--- EXERCISE ---
Turn the material, from its first line through the line containing "positive clicks: (61, 100)" (that line included), into a JSON list of strings, one string per line and no blank lines. Leave the pictures out.

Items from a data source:
▬▬▬▬▬▬▬▬▬▬

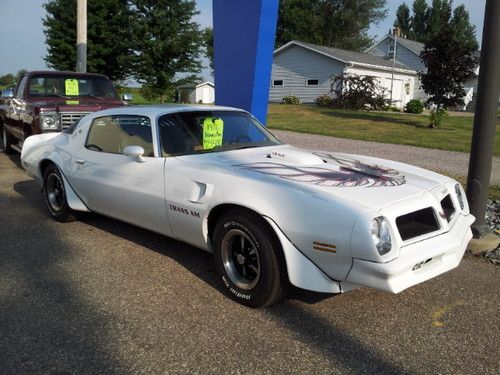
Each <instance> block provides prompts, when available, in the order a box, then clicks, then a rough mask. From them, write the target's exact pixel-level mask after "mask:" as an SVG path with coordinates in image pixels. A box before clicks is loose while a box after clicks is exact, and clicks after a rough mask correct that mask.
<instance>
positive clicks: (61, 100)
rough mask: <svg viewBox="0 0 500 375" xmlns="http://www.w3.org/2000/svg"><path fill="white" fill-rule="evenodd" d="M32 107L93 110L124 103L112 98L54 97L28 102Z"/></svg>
mask: <svg viewBox="0 0 500 375" xmlns="http://www.w3.org/2000/svg"><path fill="white" fill-rule="evenodd" d="M30 104H31V105H32V106H34V107H40V108H43V109H51V110H55V111H60V112H80V111H88V112H95V111H100V110H103V109H108V108H112V107H119V106H122V105H124V104H123V102H122V101H120V100H114V99H97V98H85V99H81V98H80V99H63V100H61V99H59V98H58V99H54V98H47V99H41V100H37V101H34V102H31V103H30Z"/></svg>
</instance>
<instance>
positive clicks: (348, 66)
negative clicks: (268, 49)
mask: <svg viewBox="0 0 500 375" xmlns="http://www.w3.org/2000/svg"><path fill="white" fill-rule="evenodd" d="M343 73H345V74H357V75H361V76H367V75H371V76H375V77H377V78H378V80H379V83H380V84H381V85H382V86H383V87H385V88H386V89H387V98H389V97H390V90H391V87H392V98H393V102H394V105H396V106H398V107H400V108H401V107H403V106H404V105H405V104H406V103H407V102H408V101H410V100H411V99H413V93H414V90H415V81H416V79H417V72H416V71H415V70H414V69H412V68H410V67H409V66H407V65H405V64H403V63H401V62H398V61H397V62H396V63H395V66H394V67H393V61H392V59H388V58H386V57H382V56H374V55H371V54H367V53H362V52H354V51H347V50H343V49H338V48H330V47H324V46H318V45H314V44H309V43H303V42H299V41H291V42H289V43H287V44H285V45H284V46H282V47H280V48H278V49H276V50H275V51H274V59H273V68H272V75H271V89H270V96H269V100H270V101H271V102H281V100H282V99H283V97H285V96H287V95H294V96H297V97H298V98H300V100H301V101H302V102H303V103H312V102H314V100H315V99H316V98H317V97H318V96H320V95H324V94H327V93H329V92H330V89H331V87H330V86H331V77H332V76H336V75H341V74H343ZM393 73H394V74H393Z"/></svg>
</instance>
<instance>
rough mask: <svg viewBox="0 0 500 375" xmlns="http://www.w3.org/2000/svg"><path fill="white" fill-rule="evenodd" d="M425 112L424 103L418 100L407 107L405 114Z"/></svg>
mask: <svg viewBox="0 0 500 375" xmlns="http://www.w3.org/2000/svg"><path fill="white" fill-rule="evenodd" d="M423 111H424V103H422V102H421V101H420V100H418V99H412V100H410V101H409V102H408V103H406V106H405V112H408V113H418V114H420V113H422V112H423Z"/></svg>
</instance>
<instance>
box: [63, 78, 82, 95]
mask: <svg viewBox="0 0 500 375" xmlns="http://www.w3.org/2000/svg"><path fill="white" fill-rule="evenodd" d="M64 91H65V94H66V95H70V96H78V95H79V88H78V80H77V79H67V80H65V81H64Z"/></svg>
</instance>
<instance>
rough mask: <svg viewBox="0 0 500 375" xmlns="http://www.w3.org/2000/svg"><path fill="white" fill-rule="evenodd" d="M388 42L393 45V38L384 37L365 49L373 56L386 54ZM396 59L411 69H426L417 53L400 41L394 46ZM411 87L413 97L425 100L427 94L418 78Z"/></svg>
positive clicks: (393, 42) (419, 80)
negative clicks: (423, 89)
mask: <svg viewBox="0 0 500 375" xmlns="http://www.w3.org/2000/svg"><path fill="white" fill-rule="evenodd" d="M389 44H392V45H393V44H394V40H393V39H391V38H389V37H386V38H385V39H383V40H382V41H381V42H379V43H377V44H376V45H375V46H373V47H372V48H371V49H370V50H369V51H367V53H370V54H372V55H375V56H386V55H387V49H388V48H389ZM396 61H399V62H401V63H402V64H405V65H406V66H408V67H410V68H411V69H413V70H415V71H417V72H420V71H425V70H426V68H425V64H424V63H423V61H422V59H421V58H420V56H419V55H417V54H416V53H415V52H413V51H412V50H410V49H408V48H406V47H405V46H403V45H402V44H401V43H398V45H397V48H396ZM413 87H414V89H413V97H414V98H415V99H420V100H425V99H426V98H427V94H426V93H425V92H424V90H423V89H422V88H421V84H420V80H419V79H418V77H417V78H416V79H415V85H414V86H413Z"/></svg>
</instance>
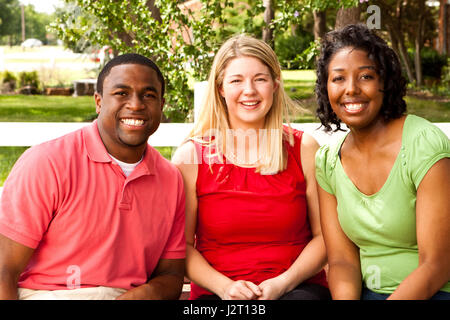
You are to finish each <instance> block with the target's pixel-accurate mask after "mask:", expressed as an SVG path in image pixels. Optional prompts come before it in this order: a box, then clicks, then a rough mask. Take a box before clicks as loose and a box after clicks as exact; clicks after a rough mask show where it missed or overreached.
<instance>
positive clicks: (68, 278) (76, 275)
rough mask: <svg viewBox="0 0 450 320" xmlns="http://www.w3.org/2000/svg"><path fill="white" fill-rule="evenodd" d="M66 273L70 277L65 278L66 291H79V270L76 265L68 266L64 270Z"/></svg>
mask: <svg viewBox="0 0 450 320" xmlns="http://www.w3.org/2000/svg"><path fill="white" fill-rule="evenodd" d="M66 273H69V274H70V276H68V277H67V282H66V284H67V288H68V289H80V285H81V268H80V267H79V266H77V265H70V266H68V267H67V269H66Z"/></svg>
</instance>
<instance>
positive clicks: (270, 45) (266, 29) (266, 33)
mask: <svg viewBox="0 0 450 320" xmlns="http://www.w3.org/2000/svg"><path fill="white" fill-rule="evenodd" d="M263 6H264V7H265V10H264V23H265V27H264V29H263V41H264V42H265V43H268V44H269V45H270V46H271V47H272V48H273V47H274V43H273V30H272V28H270V26H271V24H272V20H273V18H274V17H275V12H274V10H273V0H263Z"/></svg>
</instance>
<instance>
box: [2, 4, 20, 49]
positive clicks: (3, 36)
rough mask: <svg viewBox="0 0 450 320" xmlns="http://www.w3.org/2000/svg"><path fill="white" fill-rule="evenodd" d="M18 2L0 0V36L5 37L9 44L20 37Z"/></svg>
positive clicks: (12, 43)
mask: <svg viewBox="0 0 450 320" xmlns="http://www.w3.org/2000/svg"><path fill="white" fill-rule="evenodd" d="M19 33H20V4H19V1H18V0H0V38H1V37H7V42H8V44H9V45H13V44H14V43H15V42H16V41H19V39H20V38H17V40H16V39H15V37H16V36H17V35H19Z"/></svg>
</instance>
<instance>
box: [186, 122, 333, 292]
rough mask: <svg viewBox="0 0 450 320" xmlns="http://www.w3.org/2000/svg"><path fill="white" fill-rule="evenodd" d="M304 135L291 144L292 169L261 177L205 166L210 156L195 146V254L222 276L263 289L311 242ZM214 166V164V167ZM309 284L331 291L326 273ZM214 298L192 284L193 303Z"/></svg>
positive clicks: (318, 276)
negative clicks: (218, 272) (307, 205)
mask: <svg viewBox="0 0 450 320" xmlns="http://www.w3.org/2000/svg"><path fill="white" fill-rule="evenodd" d="M302 134H303V132H301V131H298V130H294V141H295V144H294V146H290V145H289V144H288V143H287V142H286V143H285V147H286V148H287V151H288V161H287V168H286V169H285V170H284V171H282V172H279V173H277V174H274V175H261V174H259V173H256V172H255V168H243V167H239V166H236V165H234V164H232V163H229V162H227V161H226V159H225V158H223V161H221V162H222V163H217V162H219V161H209V162H208V161H205V159H208V157H207V155H208V154H209V150H208V148H207V147H205V146H204V145H201V144H199V143H196V142H194V143H195V145H196V149H197V152H198V153H199V159H201V161H200V162H201V163H199V164H198V177H197V198H198V211H197V229H196V248H197V250H198V251H199V252H200V253H201V254H202V255H203V257H204V258H205V259H206V260H207V261H208V262H209V264H210V265H211V266H212V267H213V268H214V269H216V270H217V271H219V272H221V273H223V274H225V275H226V276H227V277H229V278H231V279H233V280H248V281H252V282H253V283H255V284H257V285H258V284H259V283H261V282H262V281H264V280H267V279H270V278H273V277H276V276H278V275H280V274H281V273H283V272H284V271H286V270H287V269H288V268H289V267H290V266H291V265H292V264H293V263H294V261H295V260H296V259H297V257H298V256H299V254H300V253H301V252H302V250H303V248H304V247H305V246H306V245H307V244H308V242H309V241H310V240H311V238H312V234H311V229H310V225H309V221H308V215H307V206H306V182H305V178H304V176H303V171H302V165H301V161H300V143H301V139H302ZM210 163H212V164H211V165H210ZM307 282H311V283H317V284H321V285H323V286H325V287H327V282H326V279H325V272H324V271H323V270H322V271H321V272H320V273H319V274H317V275H316V276H314V277H313V278H311V279H309V280H308V281H307ZM205 294H212V293H211V292H209V291H207V290H205V289H203V288H201V287H199V286H197V285H196V284H195V283H191V295H190V299H196V298H198V297H199V296H201V295H205Z"/></svg>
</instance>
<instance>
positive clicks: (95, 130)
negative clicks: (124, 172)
mask: <svg viewBox="0 0 450 320" xmlns="http://www.w3.org/2000/svg"><path fill="white" fill-rule="evenodd" d="M82 130H83V139H84V145H85V147H86V151H87V154H88V157H89V159H91V160H92V161H95V162H104V163H107V162H111V161H112V160H111V157H110V156H109V155H108V151H107V150H106V147H105V145H104V144H103V141H102V138H101V137H100V133H99V132H98V126H97V120H94V121H93V122H92V124H91V125H88V126H85V127H83V128H82ZM156 152H157V151H156V150H154V149H153V148H152V147H150V146H149V145H148V144H147V148H145V151H144V158H143V159H142V162H141V163H140V164H139V165H138V166H137V167H136V169H135V170H134V171H136V170H138V169H139V171H140V172H141V174H151V175H153V174H155V171H156V170H155V160H156V155H155V153H156Z"/></svg>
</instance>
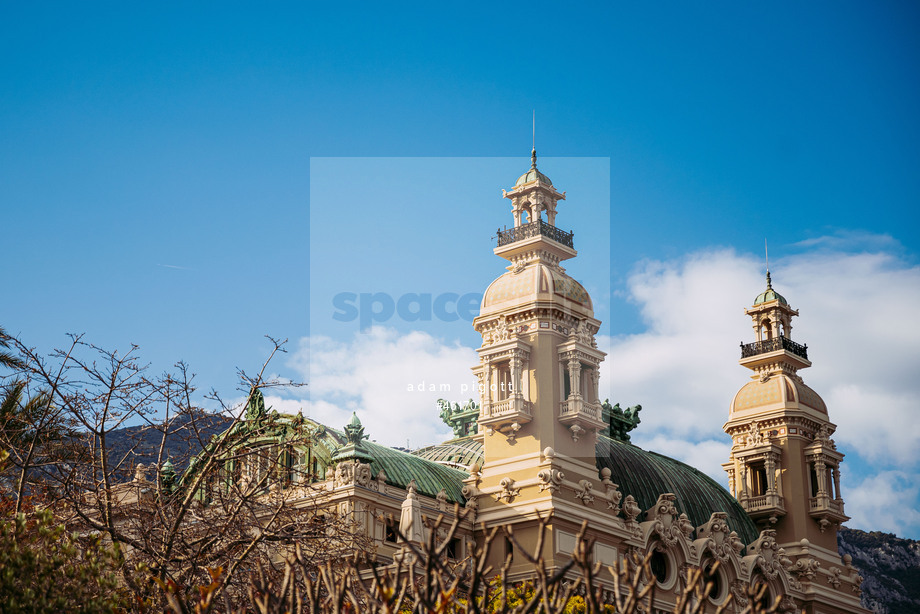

▬▬▬▬▬▬▬▬▬▬

--- ANSWER TO THIS EXERCISE ---
[
  "Each <instance> block provides prompts, when available, in the order a box, then clicks, then a rough mask. From them, write the target's exact pixel-level mask after \"mask:\" as an SVG path with coordinates in image pixels. A box before clicks is loose while a box after clicks is exact, and clicks after a rough mask correct that mask.",
  "<instance>",
  "positive clicks: (61, 100)"
]